◆ **Aim of the exercise**
Extract each line from the entries below that contains the string "person", matching case exactly.

◆ **Data in this exercise**
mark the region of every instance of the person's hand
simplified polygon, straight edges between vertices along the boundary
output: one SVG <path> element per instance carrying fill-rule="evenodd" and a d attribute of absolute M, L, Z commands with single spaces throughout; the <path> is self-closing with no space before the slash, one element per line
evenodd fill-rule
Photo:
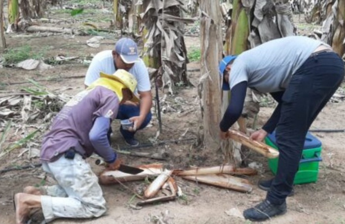
<path fill-rule="evenodd" d="M 228 132 L 224 132 L 221 130 L 219 132 L 219 135 L 220 136 L 220 138 L 223 140 L 225 140 L 229 137 L 229 136 L 228 136 Z"/>
<path fill-rule="evenodd" d="M 133 132 L 137 131 L 140 128 L 144 121 L 144 119 L 140 116 L 133 116 L 129 118 L 129 120 L 133 122 L 133 126 L 129 128 L 128 131 Z"/>
<path fill-rule="evenodd" d="M 108 170 L 116 170 L 119 169 L 120 165 L 123 163 L 123 161 L 119 158 L 117 158 L 112 163 L 109 163 L 106 166 Z"/>
<path fill-rule="evenodd" d="M 258 142 L 262 142 L 267 136 L 267 132 L 265 130 L 260 129 L 254 132 L 250 135 L 250 139 L 257 141 Z"/>
<path fill-rule="evenodd" d="M 139 103 L 134 103 L 134 102 L 129 100 L 126 101 L 123 104 L 126 105 L 135 106 L 136 107 L 139 106 Z"/>

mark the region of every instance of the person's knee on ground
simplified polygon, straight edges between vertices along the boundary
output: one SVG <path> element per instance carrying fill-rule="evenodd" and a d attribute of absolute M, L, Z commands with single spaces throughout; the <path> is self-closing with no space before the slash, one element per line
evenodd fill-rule
<path fill-rule="evenodd" d="M 40 196 L 18 193 L 14 196 L 16 224 L 24 224 L 30 218 L 31 212 L 41 208 Z"/>

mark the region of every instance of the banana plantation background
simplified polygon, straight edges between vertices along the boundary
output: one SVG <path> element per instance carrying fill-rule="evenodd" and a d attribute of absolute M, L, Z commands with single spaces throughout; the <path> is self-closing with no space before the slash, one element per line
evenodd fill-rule
<path fill-rule="evenodd" d="M 152 121 L 136 134 L 142 148 L 129 149 L 117 132 L 111 137 L 126 163 L 159 163 L 171 169 L 227 164 L 257 172 L 240 176 L 245 183 L 272 178 L 266 158 L 219 139 L 229 92 L 220 89 L 219 62 L 291 35 L 321 39 L 344 58 L 345 2 L 0 0 L 0 181 L 5 183 L 0 185 L 1 223 L 13 223 L 12 191 L 54 183 L 37 167 L 42 136 L 65 103 L 83 89 L 93 57 L 124 37 L 139 46 L 154 98 Z M 268 224 L 345 223 L 344 101 L 343 83 L 311 127 L 319 131 L 313 133 L 323 145 L 319 180 L 296 186 L 289 212 Z M 276 106 L 270 96 L 248 89 L 233 127 L 250 133 Z M 116 121 L 114 130 L 119 127 Z M 93 169 L 102 171 L 95 158 L 88 159 Z M 265 196 L 255 184 L 251 193 L 242 194 L 176 180 L 182 196 L 141 210 L 132 206 L 138 199 L 133 192 L 140 195 L 149 180 L 103 187 L 109 214 L 97 222 L 249 224 L 239 214 Z"/>
<path fill-rule="evenodd" d="M 51 32 L 88 35 L 92 30 L 97 31 L 96 26 L 88 22 L 83 25 L 90 29 L 82 30 L 37 25 L 37 21 L 49 19 L 49 7 L 69 9 L 73 18 L 87 10 L 92 5 L 90 2 L 89 5 L 81 5 L 77 1 L 64 0 L 1 0 L 2 48 L 6 49 L 6 33 Z M 345 3 L 342 0 L 104 0 L 101 4 L 102 7 L 111 5 L 113 16 L 109 20 L 109 31 L 119 31 L 120 36 L 130 36 L 141 43 L 142 56 L 152 83 L 167 88 L 171 94 L 175 92 L 176 86 L 191 85 L 187 76 L 189 59 L 184 35 L 186 26 L 199 21 L 201 48 L 198 94 L 204 119 L 200 141 L 206 148 L 221 148 L 225 159 L 236 164 L 242 162 L 241 146 L 220 141 L 216 125 L 226 108 L 229 97 L 229 93 L 223 94 L 219 88 L 217 64 L 222 57 L 240 54 L 273 39 L 298 35 L 293 18 L 294 14 L 301 14 L 306 22 L 322 25 L 320 30 L 314 30 L 309 36 L 329 44 L 340 55 L 345 53 Z M 299 22 L 300 20 L 300 17 Z M 220 95 L 223 99 L 219 99 Z M 244 117 L 257 118 L 260 97 L 258 93 L 248 90 L 243 114 L 238 122 L 238 127 L 243 132 L 247 131 L 247 121 Z M 216 106 L 205 106 L 210 102 Z M 220 112 L 216 105 L 221 105 Z"/>

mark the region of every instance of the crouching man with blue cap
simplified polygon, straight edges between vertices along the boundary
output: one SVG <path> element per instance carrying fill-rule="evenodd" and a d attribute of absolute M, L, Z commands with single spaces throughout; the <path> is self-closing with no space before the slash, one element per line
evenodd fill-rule
<path fill-rule="evenodd" d="M 116 117 L 117 119 L 129 119 L 133 122 L 133 128 L 129 130 L 120 126 L 120 132 L 128 145 L 137 146 L 139 142 L 134 135 L 151 120 L 152 96 L 147 68 L 139 58 L 137 43 L 131 38 L 121 38 L 116 42 L 113 50 L 104 50 L 96 55 L 87 70 L 84 83 L 87 87 L 100 77 L 101 73 L 112 74 L 119 69 L 131 73 L 138 82 L 136 92 L 140 96 L 140 103 L 128 101 L 121 105 Z"/>
<path fill-rule="evenodd" d="M 263 221 L 286 212 L 305 137 L 317 114 L 344 77 L 344 63 L 328 45 L 305 37 L 288 37 L 263 43 L 219 64 L 223 90 L 231 92 L 219 125 L 220 137 L 238 120 L 247 87 L 270 93 L 278 103 L 262 129 L 250 136 L 262 141 L 276 129 L 279 149 L 276 177 L 261 181 L 266 198 L 243 212 L 246 219 Z"/>

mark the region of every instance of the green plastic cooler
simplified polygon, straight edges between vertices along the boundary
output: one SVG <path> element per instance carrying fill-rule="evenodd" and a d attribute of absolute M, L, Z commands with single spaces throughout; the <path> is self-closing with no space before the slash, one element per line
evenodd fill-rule
<path fill-rule="evenodd" d="M 276 146 L 275 131 L 267 136 L 265 142 L 266 144 L 279 150 Z M 316 137 L 310 133 L 307 134 L 294 184 L 307 184 L 317 181 L 319 162 L 322 161 L 321 157 L 321 142 Z M 278 167 L 278 158 L 269 159 L 268 165 L 272 172 L 276 175 Z"/>

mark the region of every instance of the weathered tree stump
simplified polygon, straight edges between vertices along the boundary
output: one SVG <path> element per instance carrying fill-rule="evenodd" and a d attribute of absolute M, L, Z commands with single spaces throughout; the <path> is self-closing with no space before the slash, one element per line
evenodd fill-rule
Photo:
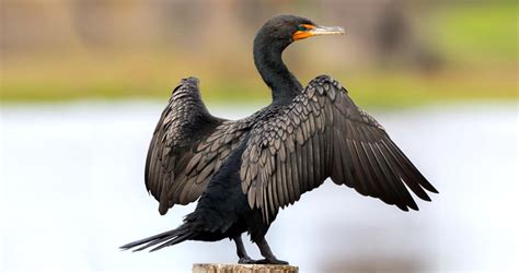
<path fill-rule="evenodd" d="M 298 273 L 299 268 L 280 264 L 195 263 L 193 273 Z"/>

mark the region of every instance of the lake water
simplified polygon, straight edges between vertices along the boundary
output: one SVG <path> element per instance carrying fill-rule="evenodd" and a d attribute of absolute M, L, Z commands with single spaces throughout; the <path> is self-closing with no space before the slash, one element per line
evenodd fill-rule
<path fill-rule="evenodd" d="M 301 272 L 518 270 L 517 107 L 374 111 L 440 194 L 405 213 L 328 181 L 280 212 L 267 235 L 273 251 Z M 193 263 L 237 261 L 229 240 L 118 250 L 176 227 L 194 209 L 160 216 L 143 186 L 162 108 L 157 102 L 2 106 L 1 272 L 191 272 Z M 258 109 L 209 108 L 232 119 Z M 246 248 L 260 258 L 255 246 Z"/>

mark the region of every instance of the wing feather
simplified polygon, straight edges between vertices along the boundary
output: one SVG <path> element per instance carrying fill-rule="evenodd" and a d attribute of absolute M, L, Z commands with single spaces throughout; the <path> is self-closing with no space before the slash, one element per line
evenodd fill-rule
<path fill-rule="evenodd" d="M 327 177 L 404 211 L 418 210 L 406 186 L 428 201 L 425 190 L 437 192 L 377 120 L 330 76 L 314 79 L 275 114 L 251 130 L 240 170 L 251 207 L 261 207 L 267 222 Z"/>
<path fill-rule="evenodd" d="M 159 201 L 161 214 L 200 197 L 221 162 L 250 130 L 252 118 L 212 117 L 201 102 L 198 80 L 182 80 L 160 117 L 146 161 L 146 187 Z"/>

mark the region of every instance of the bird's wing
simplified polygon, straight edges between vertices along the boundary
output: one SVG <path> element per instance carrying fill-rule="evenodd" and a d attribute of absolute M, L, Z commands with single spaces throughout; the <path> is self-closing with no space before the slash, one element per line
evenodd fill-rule
<path fill-rule="evenodd" d="M 331 177 L 407 211 L 437 192 L 384 129 L 330 76 L 318 76 L 279 115 L 255 126 L 242 155 L 242 190 L 268 222 Z"/>
<path fill-rule="evenodd" d="M 161 115 L 146 161 L 146 188 L 160 202 L 159 212 L 197 200 L 247 130 L 246 119 L 212 117 L 198 80 L 184 79 Z"/>

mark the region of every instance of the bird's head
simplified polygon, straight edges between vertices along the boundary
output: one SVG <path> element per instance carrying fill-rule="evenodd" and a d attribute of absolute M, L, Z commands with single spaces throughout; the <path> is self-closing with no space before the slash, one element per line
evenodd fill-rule
<path fill-rule="evenodd" d="M 262 39 L 266 44 L 265 46 L 278 46 L 285 49 L 296 40 L 318 35 L 341 35 L 344 33 L 344 28 L 339 26 L 321 26 L 305 17 L 277 15 L 263 25 L 256 39 Z"/>

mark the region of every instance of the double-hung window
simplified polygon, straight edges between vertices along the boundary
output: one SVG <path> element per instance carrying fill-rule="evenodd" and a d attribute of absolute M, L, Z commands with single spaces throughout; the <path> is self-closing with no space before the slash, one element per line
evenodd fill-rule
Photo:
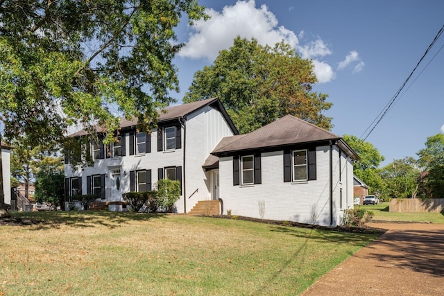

◆ **Full output**
mark the region of every instance of the person's hand
mark the region of every instance of the person's knee on ground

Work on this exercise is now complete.